┌──

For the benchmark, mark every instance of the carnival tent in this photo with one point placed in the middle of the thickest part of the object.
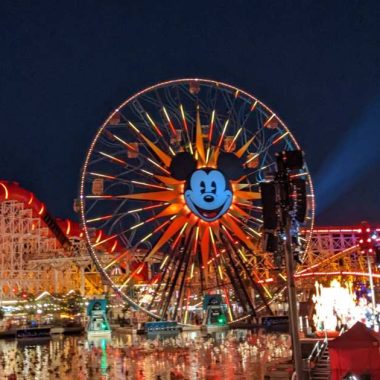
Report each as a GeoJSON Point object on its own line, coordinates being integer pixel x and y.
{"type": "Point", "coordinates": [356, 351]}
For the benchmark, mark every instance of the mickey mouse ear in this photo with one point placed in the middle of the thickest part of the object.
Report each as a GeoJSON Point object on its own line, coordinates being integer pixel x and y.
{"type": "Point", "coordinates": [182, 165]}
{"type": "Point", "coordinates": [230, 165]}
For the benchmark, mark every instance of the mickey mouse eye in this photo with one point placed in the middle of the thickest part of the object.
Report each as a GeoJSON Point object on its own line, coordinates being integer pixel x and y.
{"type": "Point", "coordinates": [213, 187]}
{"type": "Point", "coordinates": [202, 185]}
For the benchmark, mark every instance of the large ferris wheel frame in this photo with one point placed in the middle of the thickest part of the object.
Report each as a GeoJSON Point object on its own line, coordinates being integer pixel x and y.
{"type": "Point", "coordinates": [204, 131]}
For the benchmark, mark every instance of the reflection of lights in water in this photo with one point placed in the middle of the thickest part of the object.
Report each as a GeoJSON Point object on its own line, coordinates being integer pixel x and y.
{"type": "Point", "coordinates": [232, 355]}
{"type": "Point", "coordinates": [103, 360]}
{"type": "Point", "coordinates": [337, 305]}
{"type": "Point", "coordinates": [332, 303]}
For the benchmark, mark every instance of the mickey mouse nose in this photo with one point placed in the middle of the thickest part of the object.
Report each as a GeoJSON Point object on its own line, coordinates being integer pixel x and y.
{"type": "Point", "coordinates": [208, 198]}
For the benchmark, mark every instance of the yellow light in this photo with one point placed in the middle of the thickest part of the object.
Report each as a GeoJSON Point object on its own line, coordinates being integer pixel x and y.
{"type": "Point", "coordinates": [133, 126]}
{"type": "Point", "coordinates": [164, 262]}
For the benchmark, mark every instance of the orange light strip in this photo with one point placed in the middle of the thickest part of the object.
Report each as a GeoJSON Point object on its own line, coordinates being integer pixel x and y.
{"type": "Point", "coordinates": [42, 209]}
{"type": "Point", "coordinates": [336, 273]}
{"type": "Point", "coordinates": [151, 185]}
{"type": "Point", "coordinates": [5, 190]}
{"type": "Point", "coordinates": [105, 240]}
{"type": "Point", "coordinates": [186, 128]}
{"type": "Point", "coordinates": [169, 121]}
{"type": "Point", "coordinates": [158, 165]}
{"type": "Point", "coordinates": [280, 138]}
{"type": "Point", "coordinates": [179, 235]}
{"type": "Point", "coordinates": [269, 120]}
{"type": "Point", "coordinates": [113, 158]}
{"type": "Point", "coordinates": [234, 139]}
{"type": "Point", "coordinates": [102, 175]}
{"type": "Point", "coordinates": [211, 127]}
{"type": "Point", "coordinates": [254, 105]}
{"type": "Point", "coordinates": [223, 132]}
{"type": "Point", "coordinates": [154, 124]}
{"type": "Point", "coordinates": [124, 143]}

└──

§ **PROBLEM DETAILS**: Reproduce the material in full, word for word, and omit the pictures.

§ **OUTPUT FOR THIS EXERCISE**:
For the benchmark, mark every instance of the carnival tent in this photo with one point placed in the middle of the thickest part of the object.
Report each as a GeoJSON Point object on its own line, coordinates being integer pixel x and y.
{"type": "Point", "coordinates": [356, 351]}
For the benchmark, mark every instance of the mickey mouse ear in this photo with one point placed in the middle of the thickest part of the object.
Report each as a GeoJSON Point object on its own line, coordinates being integer pixel x and y.
{"type": "Point", "coordinates": [182, 165]}
{"type": "Point", "coordinates": [230, 165]}
For the benchmark, mark every instance of the mickey mouse eye in this photo with one point placed in the middle of the thickest part of the object.
Report each as a GeoJSON Point object on its own line, coordinates being integer pixel x and y.
{"type": "Point", "coordinates": [213, 187]}
{"type": "Point", "coordinates": [202, 185]}
For the benchmark, mark every instance of the large ferris wheel frame in this photo with one point placed in the middle of the thickest part of the object.
Report each as a GeoJSON Point object on its own line, coordinates being integer pixel x and y.
{"type": "Point", "coordinates": [204, 131]}
For the benchmark, mark every instance of the reflection of lights in water in this photo with one point placed in the middle of the thickest part of the object.
Report each as a GeoJSON Point object on its own line, coordinates being integer pixel x and y.
{"type": "Point", "coordinates": [232, 355]}
{"type": "Point", "coordinates": [103, 360]}
{"type": "Point", "coordinates": [337, 305]}
{"type": "Point", "coordinates": [332, 303]}
For the benchmark, mark every instance of the mickey mouse nose in this photo with one point placed in the middle of the thickest part of the object.
Report each as a GeoJSON Point object on its own line, coordinates being integer pixel x and y.
{"type": "Point", "coordinates": [208, 198]}
For the benchmark, mark every instance of the yellow light in this photo with one point placed in the middle of the thickest part of the object.
Report each as a GeoJSON Point object on its own line, coordinates being integer pixel x and y.
{"type": "Point", "coordinates": [133, 126]}
{"type": "Point", "coordinates": [164, 262]}
For the benchmark, mark every instance of the orange light strip in this photo with one point placed in the middle of the thickest part of the object.
Report each as a GeoJSON Point object on its own line, coordinates being integer pixel x and y.
{"type": "Point", "coordinates": [42, 209]}
{"type": "Point", "coordinates": [336, 273]}
{"type": "Point", "coordinates": [151, 185]}
{"type": "Point", "coordinates": [5, 190]}
{"type": "Point", "coordinates": [105, 240]}
{"type": "Point", "coordinates": [186, 128]}
{"type": "Point", "coordinates": [169, 121]}
{"type": "Point", "coordinates": [158, 165]}
{"type": "Point", "coordinates": [280, 138]}
{"type": "Point", "coordinates": [179, 235]}
{"type": "Point", "coordinates": [269, 120]}
{"type": "Point", "coordinates": [113, 158]}
{"type": "Point", "coordinates": [234, 139]}
{"type": "Point", "coordinates": [102, 175]}
{"type": "Point", "coordinates": [211, 127]}
{"type": "Point", "coordinates": [254, 105]}
{"type": "Point", "coordinates": [223, 132]}
{"type": "Point", "coordinates": [154, 124]}
{"type": "Point", "coordinates": [124, 143]}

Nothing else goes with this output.